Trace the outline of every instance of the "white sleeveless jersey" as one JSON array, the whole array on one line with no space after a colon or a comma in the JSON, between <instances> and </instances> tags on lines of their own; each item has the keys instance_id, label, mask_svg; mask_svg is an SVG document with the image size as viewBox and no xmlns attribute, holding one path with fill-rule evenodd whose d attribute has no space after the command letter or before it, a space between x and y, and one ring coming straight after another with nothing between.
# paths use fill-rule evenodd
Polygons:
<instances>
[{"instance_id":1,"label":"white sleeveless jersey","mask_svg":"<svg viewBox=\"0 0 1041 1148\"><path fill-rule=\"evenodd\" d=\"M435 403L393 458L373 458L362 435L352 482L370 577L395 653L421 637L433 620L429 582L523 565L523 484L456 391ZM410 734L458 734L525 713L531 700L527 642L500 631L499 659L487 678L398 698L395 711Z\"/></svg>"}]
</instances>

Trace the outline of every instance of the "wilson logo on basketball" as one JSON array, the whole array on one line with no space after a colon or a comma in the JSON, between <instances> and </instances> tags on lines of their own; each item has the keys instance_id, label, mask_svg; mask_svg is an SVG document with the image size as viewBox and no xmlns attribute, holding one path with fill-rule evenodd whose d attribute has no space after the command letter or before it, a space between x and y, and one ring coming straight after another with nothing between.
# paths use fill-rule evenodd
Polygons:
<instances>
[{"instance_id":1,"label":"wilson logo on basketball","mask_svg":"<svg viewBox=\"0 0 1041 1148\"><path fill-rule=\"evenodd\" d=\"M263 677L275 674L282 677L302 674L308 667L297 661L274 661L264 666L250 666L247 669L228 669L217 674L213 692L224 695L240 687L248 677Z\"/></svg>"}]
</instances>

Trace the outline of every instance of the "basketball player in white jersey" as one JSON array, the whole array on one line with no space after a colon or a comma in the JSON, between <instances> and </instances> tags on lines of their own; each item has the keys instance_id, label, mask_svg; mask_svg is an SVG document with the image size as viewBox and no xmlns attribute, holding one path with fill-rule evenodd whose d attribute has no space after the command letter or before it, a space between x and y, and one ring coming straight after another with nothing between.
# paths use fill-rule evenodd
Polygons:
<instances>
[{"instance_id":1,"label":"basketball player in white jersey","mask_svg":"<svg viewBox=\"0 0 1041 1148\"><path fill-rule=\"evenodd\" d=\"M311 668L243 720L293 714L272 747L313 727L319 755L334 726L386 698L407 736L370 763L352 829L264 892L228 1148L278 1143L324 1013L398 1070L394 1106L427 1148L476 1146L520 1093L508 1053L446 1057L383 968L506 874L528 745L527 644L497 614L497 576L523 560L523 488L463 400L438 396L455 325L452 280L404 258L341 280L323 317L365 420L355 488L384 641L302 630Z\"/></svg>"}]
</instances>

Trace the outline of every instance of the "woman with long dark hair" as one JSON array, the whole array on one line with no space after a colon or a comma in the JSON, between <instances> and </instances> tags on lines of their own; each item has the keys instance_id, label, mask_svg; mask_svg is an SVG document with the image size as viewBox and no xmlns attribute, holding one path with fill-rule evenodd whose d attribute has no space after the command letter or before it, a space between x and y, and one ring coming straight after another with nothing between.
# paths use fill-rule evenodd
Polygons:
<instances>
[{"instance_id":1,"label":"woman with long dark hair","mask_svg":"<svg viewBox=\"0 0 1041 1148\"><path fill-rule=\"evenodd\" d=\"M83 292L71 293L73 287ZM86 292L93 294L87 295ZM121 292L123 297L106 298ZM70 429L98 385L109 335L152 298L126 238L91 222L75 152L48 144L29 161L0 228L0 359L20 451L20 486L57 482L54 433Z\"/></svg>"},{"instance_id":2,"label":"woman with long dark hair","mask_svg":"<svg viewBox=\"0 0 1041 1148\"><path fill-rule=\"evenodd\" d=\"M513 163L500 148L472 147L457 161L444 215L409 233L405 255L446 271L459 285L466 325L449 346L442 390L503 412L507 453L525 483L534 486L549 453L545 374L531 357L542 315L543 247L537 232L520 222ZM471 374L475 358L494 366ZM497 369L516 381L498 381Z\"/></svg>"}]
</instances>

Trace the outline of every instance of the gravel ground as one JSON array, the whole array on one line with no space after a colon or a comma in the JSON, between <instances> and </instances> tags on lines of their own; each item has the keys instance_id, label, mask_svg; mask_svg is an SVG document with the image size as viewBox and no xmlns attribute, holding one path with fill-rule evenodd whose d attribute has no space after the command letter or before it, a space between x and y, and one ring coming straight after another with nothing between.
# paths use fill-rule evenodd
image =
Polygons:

* [Written problem]:
Output the records exactly, including every line.

* [Result]:
Trace the outline of every instance of the "white sleeveless jersey" as one JSON array, the whole array on one line with no space after a colon or a comma in the JSON, between <instances> and </instances> tags on lines of their own; each item has the keys instance_id, label, mask_svg; mask_svg is an SVG document with the image size as viewBox and no xmlns attribute, holding one path with fill-rule evenodd whose d attribute has no space after the command letter or before it, a space between x and y, and one ring coming straight after another with nothing between.
# paths use fill-rule evenodd
Polygons:
<instances>
[{"instance_id":1,"label":"white sleeveless jersey","mask_svg":"<svg viewBox=\"0 0 1041 1148\"><path fill-rule=\"evenodd\" d=\"M435 403L393 458L373 458L362 435L352 482L370 577L395 653L421 637L433 620L429 582L523 565L523 484L456 391ZM410 734L458 734L525 713L531 700L527 642L500 631L499 659L487 678L398 698L395 711Z\"/></svg>"}]
</instances>

Trace the outline of every instance of the "wilson logo on basketball" as one JSON array, the whole array on one line with no space after a colon or a comma in the JSON, between <instances> and </instances> tags on lines of their own; each item has the keys instance_id, label, mask_svg; mask_svg is an SVG document with the image size as viewBox and no xmlns attribute, holding one path with fill-rule evenodd whose d attribute has no space after the command letter or before it, a space between x and y, and one ring coming straight after another with nothing between.
# paths use fill-rule evenodd
Polygons:
<instances>
[{"instance_id":1,"label":"wilson logo on basketball","mask_svg":"<svg viewBox=\"0 0 1041 1148\"><path fill-rule=\"evenodd\" d=\"M263 677L275 674L282 677L302 674L308 667L297 661L274 661L264 666L250 666L247 669L228 669L217 674L213 692L224 695L240 687L248 677Z\"/></svg>"}]
</instances>

Trace the outline of every instance of the "basketball player in white jersey" as one JSON array, the whole array on one line with no space after a colon or a comma in the JSON, between <instances> and </instances> tags on lines of their own; each item has the keys instance_id, label, mask_svg; mask_svg is an SVG document with the image size as viewBox and no xmlns attribute, holding one path with fill-rule evenodd whose d attribute has no space after the command letter or before it, a space between x and y, and one ring coming straight after another with nothing between.
# paths use fill-rule evenodd
Polygons:
<instances>
[{"instance_id":1,"label":"basketball player in white jersey","mask_svg":"<svg viewBox=\"0 0 1041 1148\"><path fill-rule=\"evenodd\" d=\"M311 668L243 720L293 714L272 747L313 727L319 755L334 726L386 698L407 736L370 763L352 829L264 892L228 1148L278 1143L324 1013L398 1070L394 1106L427 1148L476 1146L520 1093L508 1053L446 1057L383 968L506 874L528 745L527 644L497 614L497 576L523 560L523 488L463 400L438 396L455 325L452 280L404 258L341 280L323 317L365 420L355 488L384 641L302 630Z\"/></svg>"}]
</instances>

Trace the outline of every instance of the "woman with long dark hair" as one JSON array, the whole array on one line with no space after a colon or a comma in the JSON, between <instances> and </instances> tags on lines of their own; each item has the keys instance_id, label, mask_svg; mask_svg is an SVG document with the image size as viewBox and no xmlns attribute, holding one path with fill-rule evenodd whose d attribute has no space after the command letter or before it, a space between x and y, and one ring coming straight after another with nothing between.
# paths use fill-rule evenodd
Polygons:
<instances>
[{"instance_id":1,"label":"woman with long dark hair","mask_svg":"<svg viewBox=\"0 0 1041 1148\"><path fill-rule=\"evenodd\" d=\"M83 292L71 293L73 287ZM86 292L93 294L87 295ZM121 292L123 297L106 298ZM70 429L98 385L109 335L152 298L126 238L91 222L75 152L48 144L29 161L0 228L0 359L20 451L20 486L57 482L54 433Z\"/></svg>"},{"instance_id":2,"label":"woman with long dark hair","mask_svg":"<svg viewBox=\"0 0 1041 1148\"><path fill-rule=\"evenodd\" d=\"M513 163L500 148L472 147L457 161L444 215L409 233L405 255L446 271L459 285L466 325L449 346L442 390L503 412L507 453L525 483L534 486L549 453L545 374L531 357L542 315L543 247L537 232L520 222ZM471 374L475 358L494 366ZM497 369L516 381L498 381Z\"/></svg>"}]
</instances>

Trace the outline of every instance of the gravel ground as one JSON array, the whole array on one line with no space after a colon or a comma in the JSON, between <instances> and </instances> tags on lines of their own; each item has the keys instance_id, label, mask_svg; mask_svg is an SVG document with the image size as viewBox and no xmlns attribute, holding one path with fill-rule evenodd whose d attribute has no space after the command letter or before it, a space between x and y, and one ring coming straight after another with nothing between.
# paths use fill-rule evenodd
image =
Polygons:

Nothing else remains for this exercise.